- Selected text
•••
We show that when the test sets are split according to original language, forward translation is generally better than backtranslation in terms of BLEU on the original portion, complementing the findings of (Edunov et al., 2019), who find that back-translation is better at improving BLEU on the reverse portion.

We perform human evaluation on a subset of our translation, comparing a baseline system, one augmented with back-translation and one augmented with forward translation. We see that despite the huge discrepancies in BLEU, humans measure adequacy to be pretty similar across all systems, especially on the original portion of the dataset. Humans, however tend to prefer the backtranslation’s system fluency a lot more than that of the other two systems.

We perform language model experiments where we contrast language style and language domain and evaluate on the test sets.

We show that the language between original and translationese French is sufficiently different to be reliably detected by a neural network on a document level.

We explore the effectiveness of forward and back-translation in a scenario where the quality of the synthetic data produced is poor, and find that forward translation is more sensitive to the quality of the initial translation system than back-translation.

Background

Statistical machine translation relies on the noisy channel model, which makes large-scale language models, and hence extensive monolingual target-language data, very valuable (e.g. Brants et al., 2007). In neural machine translation (Bahdanau et al., 2015; Vaswani et al., 2017) however, it is not immediately clear how to make use of monolingual target-language resources. This led to the development of different methods such as language model fusion (Gulcehre et al., 2017), language model pretraining (Ramachandran et al., 2017), back-translation (Sennrich et al., 2016b), but also the exploration of methods to incorporate source-language data via forward translation (Zhang and Zong, 2016). Out of these, back-translation is the most widely used (see Barrault et al., 2019), and has been reported to work better than forward translation in particular Burlot and Yvon (2018).

Given a translation task $L_{1}\rightarrow L_{2}$ , where large-scale monolingual $L_{2}$ data is available, back-translation refers to training a translation model $L_{2}\rightarrow L_{1}$ and using it to translate the $L_{2}$ data into $L_{1}$ , creating a synthetic parallel corpus that can be added to the true bilingual data for the purpose of training a $L_{1}\rightarrow L_{2}$ model.

While this technique was first explored for statistical machine translation (Bertoldi and Federico, 2009; Lambert et al., 2011; Bojar and Tamchyna, 2011), it has a different effect on training, and was found to be much more effective, in neural machine translation, particularly in low resource scenarios (Sennrich et al., 2016b, a). However, it is not entirely clear what causes the large improvement in translation quality. Previous work has analysed increases in fluency when training on back-translated data (e.g. Sennrich et al., 2016b; Edunov et al., 2019), and domain adaptation effects (e.g. Sennrich et al., 2016b; Chinea-Ríos et al., 2017a), which can be attributed to the target-side data, but the properties of synthetic source sentences have also been investigated. Burlot and Yvon (2018) have found that automatic translations tend to be more monotonic and simpler than natural parallel data, which could make learning easier, but these biases also make the training distribution less similar to natural input. While there is some evidence that the quality of the back-translation system matters (Burlot and Yvon, 2018), models are relatively robust to noise, and Edunov et al. (2018) even find that they obtain better models when using sampling rather than standard beam search for back-translation, or explicitly add noise, even if this reduces the quality of back-translations. Caswell et al. (2019) argue that if the model is given means to distinguish real from synthetic parallel data, either via noise or more simply a special tag, it can avoid learning detrimental biases from synthetic training data.
•••
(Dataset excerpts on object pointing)
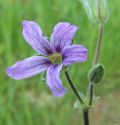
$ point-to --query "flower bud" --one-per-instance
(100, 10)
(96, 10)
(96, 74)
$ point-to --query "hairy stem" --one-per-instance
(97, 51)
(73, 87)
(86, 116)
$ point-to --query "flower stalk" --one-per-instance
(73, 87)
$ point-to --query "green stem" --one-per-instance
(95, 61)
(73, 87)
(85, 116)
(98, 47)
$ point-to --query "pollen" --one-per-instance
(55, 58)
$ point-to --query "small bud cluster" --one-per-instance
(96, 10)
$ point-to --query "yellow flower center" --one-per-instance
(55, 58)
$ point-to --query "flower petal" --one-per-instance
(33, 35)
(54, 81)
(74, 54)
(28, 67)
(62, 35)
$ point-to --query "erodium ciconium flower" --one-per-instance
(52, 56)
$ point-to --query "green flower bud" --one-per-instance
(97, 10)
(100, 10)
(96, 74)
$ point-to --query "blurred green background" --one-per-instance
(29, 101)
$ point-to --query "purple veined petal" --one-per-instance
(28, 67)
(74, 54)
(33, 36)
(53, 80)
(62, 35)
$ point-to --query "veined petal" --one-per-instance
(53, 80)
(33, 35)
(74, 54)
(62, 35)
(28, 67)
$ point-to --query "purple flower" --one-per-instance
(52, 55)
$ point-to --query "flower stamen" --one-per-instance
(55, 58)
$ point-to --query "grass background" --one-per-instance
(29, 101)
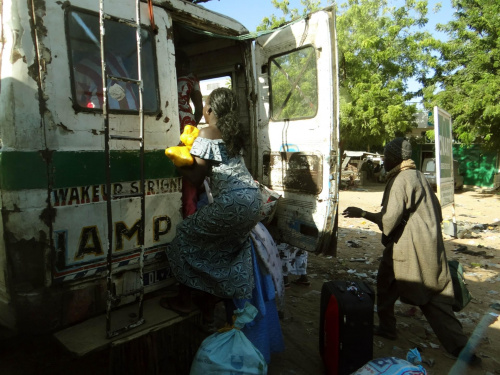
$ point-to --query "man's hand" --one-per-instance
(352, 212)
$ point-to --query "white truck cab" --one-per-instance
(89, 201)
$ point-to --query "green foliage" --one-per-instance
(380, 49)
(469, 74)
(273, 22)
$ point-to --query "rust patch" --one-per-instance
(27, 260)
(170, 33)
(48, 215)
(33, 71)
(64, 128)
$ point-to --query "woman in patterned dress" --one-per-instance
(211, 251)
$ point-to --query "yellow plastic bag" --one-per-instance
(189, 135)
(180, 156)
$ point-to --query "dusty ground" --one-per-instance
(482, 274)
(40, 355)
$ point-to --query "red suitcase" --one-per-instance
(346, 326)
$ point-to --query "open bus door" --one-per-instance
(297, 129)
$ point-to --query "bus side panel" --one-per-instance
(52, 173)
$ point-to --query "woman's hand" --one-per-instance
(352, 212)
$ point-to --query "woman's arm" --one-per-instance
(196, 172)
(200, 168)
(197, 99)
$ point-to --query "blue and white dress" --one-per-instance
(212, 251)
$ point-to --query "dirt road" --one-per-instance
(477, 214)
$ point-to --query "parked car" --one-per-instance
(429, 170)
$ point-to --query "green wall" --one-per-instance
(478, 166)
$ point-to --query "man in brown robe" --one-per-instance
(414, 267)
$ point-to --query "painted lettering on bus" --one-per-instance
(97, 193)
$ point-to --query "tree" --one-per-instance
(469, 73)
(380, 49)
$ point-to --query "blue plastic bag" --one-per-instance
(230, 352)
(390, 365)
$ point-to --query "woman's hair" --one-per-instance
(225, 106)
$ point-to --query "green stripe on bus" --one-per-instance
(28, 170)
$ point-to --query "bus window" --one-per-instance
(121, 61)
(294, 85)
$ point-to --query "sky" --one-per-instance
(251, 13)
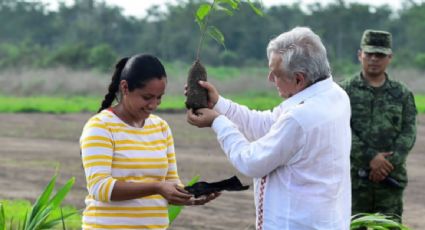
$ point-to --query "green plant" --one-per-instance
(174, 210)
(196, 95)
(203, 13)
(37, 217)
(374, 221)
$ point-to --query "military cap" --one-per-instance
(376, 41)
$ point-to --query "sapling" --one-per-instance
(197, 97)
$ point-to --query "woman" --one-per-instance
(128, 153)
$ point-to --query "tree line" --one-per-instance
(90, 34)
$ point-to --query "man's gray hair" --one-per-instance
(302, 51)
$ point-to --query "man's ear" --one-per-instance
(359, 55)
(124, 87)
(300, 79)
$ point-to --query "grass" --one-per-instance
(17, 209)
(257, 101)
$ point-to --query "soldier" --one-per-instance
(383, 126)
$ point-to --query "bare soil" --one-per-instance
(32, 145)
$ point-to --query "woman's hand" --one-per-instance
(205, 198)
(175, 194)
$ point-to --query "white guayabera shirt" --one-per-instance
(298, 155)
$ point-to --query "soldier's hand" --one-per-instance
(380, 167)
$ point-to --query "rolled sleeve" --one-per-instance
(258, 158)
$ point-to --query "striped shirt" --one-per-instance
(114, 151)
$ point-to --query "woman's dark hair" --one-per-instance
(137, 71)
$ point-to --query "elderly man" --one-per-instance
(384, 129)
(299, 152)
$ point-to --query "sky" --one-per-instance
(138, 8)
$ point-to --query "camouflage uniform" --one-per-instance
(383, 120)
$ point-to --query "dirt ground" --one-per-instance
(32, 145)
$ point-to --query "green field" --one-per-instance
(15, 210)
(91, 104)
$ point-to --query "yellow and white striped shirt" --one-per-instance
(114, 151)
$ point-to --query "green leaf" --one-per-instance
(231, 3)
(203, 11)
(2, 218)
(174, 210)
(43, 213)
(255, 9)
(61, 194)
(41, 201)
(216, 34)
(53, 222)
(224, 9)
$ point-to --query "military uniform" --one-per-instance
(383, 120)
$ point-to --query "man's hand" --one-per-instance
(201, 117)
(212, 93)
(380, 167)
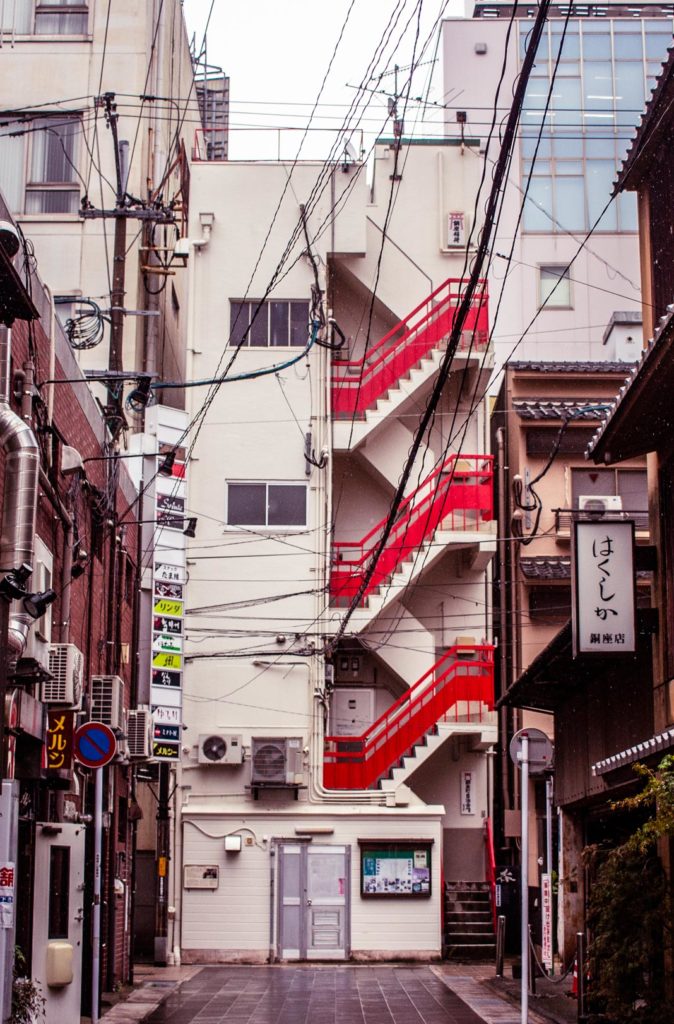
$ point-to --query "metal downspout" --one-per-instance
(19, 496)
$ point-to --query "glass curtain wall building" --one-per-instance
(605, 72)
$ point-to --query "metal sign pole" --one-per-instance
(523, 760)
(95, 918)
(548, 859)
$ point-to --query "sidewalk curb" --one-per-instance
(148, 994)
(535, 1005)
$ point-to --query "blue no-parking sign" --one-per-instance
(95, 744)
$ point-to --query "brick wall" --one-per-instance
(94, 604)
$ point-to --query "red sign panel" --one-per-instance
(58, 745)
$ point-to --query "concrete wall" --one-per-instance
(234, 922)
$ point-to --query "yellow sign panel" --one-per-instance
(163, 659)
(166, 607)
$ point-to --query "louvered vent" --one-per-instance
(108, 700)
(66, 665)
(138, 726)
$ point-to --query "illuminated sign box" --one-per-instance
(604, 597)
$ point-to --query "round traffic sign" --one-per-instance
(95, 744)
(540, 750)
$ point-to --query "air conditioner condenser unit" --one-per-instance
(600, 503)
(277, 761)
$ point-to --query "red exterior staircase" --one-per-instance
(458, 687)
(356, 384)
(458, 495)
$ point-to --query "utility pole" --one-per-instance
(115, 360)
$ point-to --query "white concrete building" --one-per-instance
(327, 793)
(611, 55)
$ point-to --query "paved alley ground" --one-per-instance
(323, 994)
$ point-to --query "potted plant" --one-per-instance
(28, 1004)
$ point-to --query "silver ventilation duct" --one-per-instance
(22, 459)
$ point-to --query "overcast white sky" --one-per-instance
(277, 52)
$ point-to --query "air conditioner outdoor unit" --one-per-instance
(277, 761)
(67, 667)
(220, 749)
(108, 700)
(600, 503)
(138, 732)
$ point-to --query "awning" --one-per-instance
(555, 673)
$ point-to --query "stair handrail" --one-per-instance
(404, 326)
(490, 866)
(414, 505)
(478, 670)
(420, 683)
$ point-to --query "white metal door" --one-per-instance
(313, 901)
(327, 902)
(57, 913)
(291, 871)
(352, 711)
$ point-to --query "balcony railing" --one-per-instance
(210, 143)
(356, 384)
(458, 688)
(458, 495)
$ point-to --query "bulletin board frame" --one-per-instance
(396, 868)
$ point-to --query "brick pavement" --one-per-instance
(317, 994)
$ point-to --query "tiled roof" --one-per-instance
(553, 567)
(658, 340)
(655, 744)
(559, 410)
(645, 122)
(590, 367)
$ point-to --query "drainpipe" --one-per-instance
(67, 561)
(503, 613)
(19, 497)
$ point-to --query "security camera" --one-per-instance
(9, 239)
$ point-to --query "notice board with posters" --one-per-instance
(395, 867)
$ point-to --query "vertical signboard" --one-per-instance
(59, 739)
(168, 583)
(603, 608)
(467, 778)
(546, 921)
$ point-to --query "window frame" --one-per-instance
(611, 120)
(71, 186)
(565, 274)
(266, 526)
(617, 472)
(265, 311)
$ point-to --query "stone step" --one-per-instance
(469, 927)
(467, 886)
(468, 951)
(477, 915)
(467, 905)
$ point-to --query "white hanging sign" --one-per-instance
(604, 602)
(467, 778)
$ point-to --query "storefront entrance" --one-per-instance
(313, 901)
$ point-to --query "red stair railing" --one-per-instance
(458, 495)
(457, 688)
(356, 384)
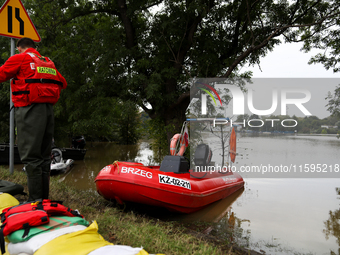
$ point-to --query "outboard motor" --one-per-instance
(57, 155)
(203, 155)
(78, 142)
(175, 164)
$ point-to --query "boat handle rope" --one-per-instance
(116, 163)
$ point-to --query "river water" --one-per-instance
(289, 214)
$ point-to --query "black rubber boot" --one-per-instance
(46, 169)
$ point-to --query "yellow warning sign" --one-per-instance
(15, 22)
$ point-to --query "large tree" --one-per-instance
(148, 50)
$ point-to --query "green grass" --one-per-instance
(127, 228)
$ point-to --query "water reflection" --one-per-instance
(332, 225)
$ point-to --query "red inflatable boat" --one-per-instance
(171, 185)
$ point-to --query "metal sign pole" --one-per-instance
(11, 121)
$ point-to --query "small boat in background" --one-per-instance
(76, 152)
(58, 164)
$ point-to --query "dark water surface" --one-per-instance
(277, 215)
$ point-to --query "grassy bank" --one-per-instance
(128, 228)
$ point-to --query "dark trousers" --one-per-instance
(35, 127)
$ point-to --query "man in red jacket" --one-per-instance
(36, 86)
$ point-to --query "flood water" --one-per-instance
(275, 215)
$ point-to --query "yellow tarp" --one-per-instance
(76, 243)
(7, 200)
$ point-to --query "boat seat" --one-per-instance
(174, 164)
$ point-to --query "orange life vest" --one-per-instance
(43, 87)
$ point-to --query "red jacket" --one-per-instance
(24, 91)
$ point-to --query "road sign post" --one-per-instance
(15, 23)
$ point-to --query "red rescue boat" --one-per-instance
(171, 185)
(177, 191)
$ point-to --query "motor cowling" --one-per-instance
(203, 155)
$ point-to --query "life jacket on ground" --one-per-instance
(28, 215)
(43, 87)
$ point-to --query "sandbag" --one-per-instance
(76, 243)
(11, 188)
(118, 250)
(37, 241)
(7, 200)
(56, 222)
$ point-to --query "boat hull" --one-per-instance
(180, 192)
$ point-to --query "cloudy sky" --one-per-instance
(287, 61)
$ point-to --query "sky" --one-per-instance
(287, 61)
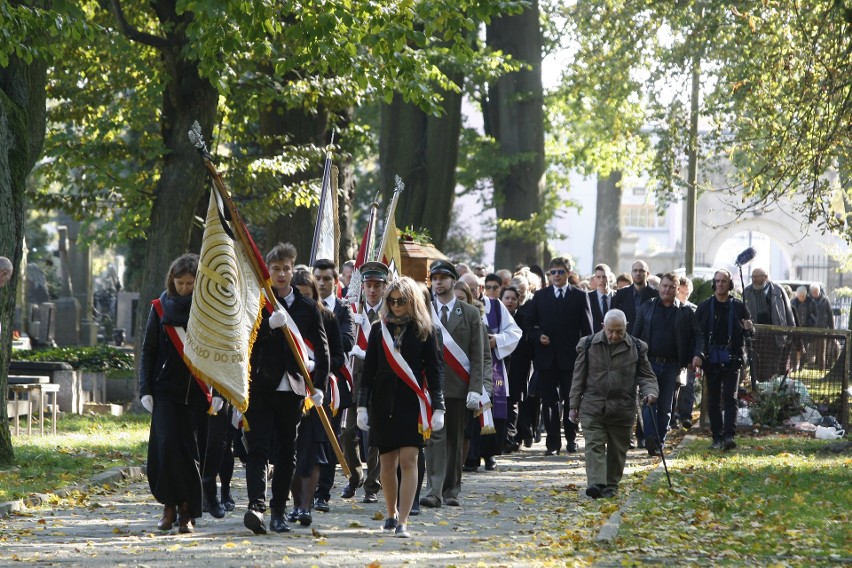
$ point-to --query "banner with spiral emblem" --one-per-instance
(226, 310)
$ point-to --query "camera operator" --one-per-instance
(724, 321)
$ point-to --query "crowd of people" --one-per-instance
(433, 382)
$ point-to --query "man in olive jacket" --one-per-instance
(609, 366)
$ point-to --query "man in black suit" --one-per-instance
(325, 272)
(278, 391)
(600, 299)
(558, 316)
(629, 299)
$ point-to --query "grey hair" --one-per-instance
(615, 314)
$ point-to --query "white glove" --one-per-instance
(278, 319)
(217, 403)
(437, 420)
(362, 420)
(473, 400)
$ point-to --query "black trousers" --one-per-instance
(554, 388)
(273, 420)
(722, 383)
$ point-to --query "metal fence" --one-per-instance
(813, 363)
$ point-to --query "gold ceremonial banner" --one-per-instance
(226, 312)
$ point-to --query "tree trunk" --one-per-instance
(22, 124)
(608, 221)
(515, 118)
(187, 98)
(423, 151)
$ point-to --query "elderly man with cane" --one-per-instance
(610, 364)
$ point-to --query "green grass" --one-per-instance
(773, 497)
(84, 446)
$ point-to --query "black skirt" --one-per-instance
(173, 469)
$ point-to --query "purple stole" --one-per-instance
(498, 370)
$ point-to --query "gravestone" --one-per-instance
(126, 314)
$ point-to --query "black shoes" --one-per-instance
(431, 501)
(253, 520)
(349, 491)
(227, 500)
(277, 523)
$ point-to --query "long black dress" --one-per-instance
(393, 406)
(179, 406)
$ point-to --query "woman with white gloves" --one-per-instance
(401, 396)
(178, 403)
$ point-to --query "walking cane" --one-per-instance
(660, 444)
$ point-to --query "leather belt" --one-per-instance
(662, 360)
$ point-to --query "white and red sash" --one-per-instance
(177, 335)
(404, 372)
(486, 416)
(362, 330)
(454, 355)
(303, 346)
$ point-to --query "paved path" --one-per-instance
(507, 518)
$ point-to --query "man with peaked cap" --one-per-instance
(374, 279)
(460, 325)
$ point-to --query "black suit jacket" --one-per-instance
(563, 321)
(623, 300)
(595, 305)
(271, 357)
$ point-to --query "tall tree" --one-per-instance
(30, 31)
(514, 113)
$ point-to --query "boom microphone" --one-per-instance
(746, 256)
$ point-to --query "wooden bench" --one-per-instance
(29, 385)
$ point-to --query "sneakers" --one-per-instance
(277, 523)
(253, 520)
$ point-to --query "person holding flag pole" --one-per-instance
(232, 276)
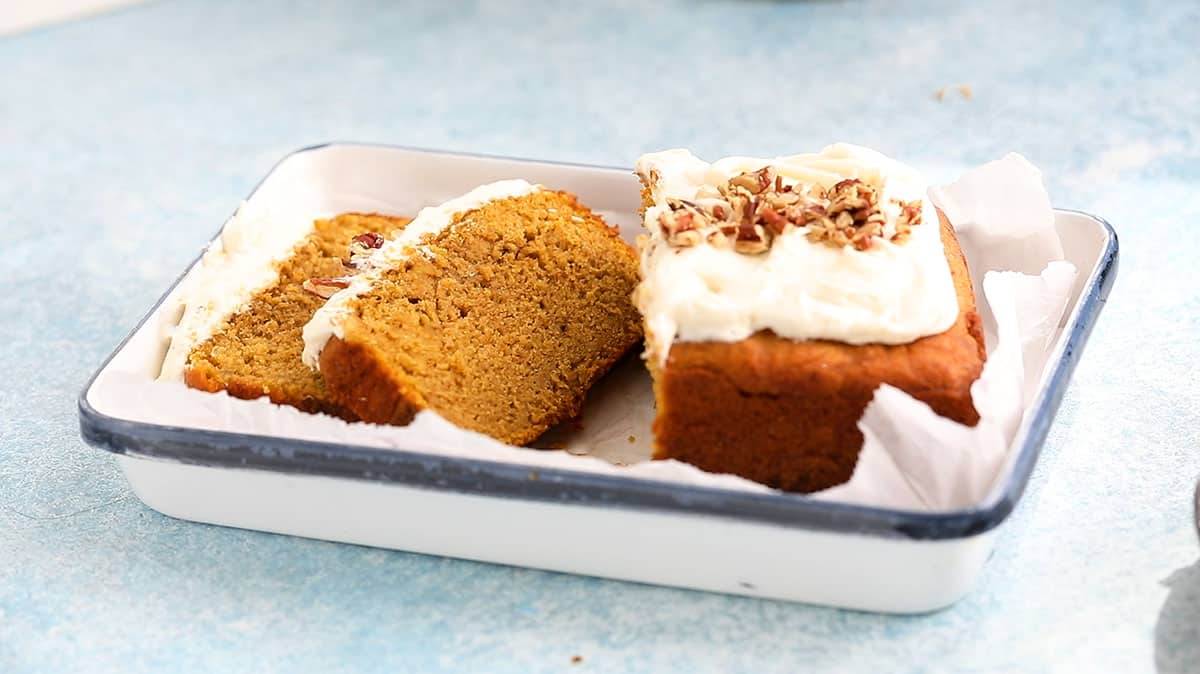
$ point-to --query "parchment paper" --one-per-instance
•••
- Problem description
Carry on the passage about back-translation and forward translation in neural machine translation, beginning right after its final sentence.

- Task response
2 Forward translation

Given a translation task $L_{1}\rightarrow L_{2}$ , where large-scale monolingual $L_{1}$ data is present, forward translation refers to training a translation model $L_{1}\rightarrow L_{2}$ and using it to translate the $L_{1}$ data into $L_{2}$ , creating a synthetic parallel corpus that can be added to the true bilingual data for the purpose of training an improved $L_{1}\rightarrow L_{2}$ model.

Self-training with forward translation was also pioneered in statistical machine translation (Ueffing et al., 2007), but attracted new interest in neural machine translation, where improvements in BLEU were demonstrated (Zhang and Zong, 2016; Chinea-Ríos et al., 2017b). Compared to back-translation, biases and errors in synthetic data are intuitively more problematic in forward translation since they directly affect the gold labels. Also, there is no clear theoretical link between forward-translated synthetic training data and a model’s fluency, but other effects, such as domain adaptation and improved learnability of translation from synthetic data remain plausible.Also consider the effectiveness of sequence-level knowledge distillation (Kim and Rush, 2016), which is similar to forward translation, except the source side of the parallel training data is re-translated, while we focus on integrating additional monolingual data.

Burlot and Yvon (2018) perform a systematic study which shows that forward translation leads to some improvements in translation quality, but not nearly as much as back-translation. In very recent work, Wu et al. (2019) show large-scale experiments where a combination of synthetic data produced by both forward and backward translation delivers superior results to just using one or the other. The amount of research on forward translation is however significantly smaller than that on back-translation.

Domains and Translationese

Based on these studies, we consider how the original and reverse portion of standard test sets differ, and how this can partially explain the observed differences between forward and back-translation.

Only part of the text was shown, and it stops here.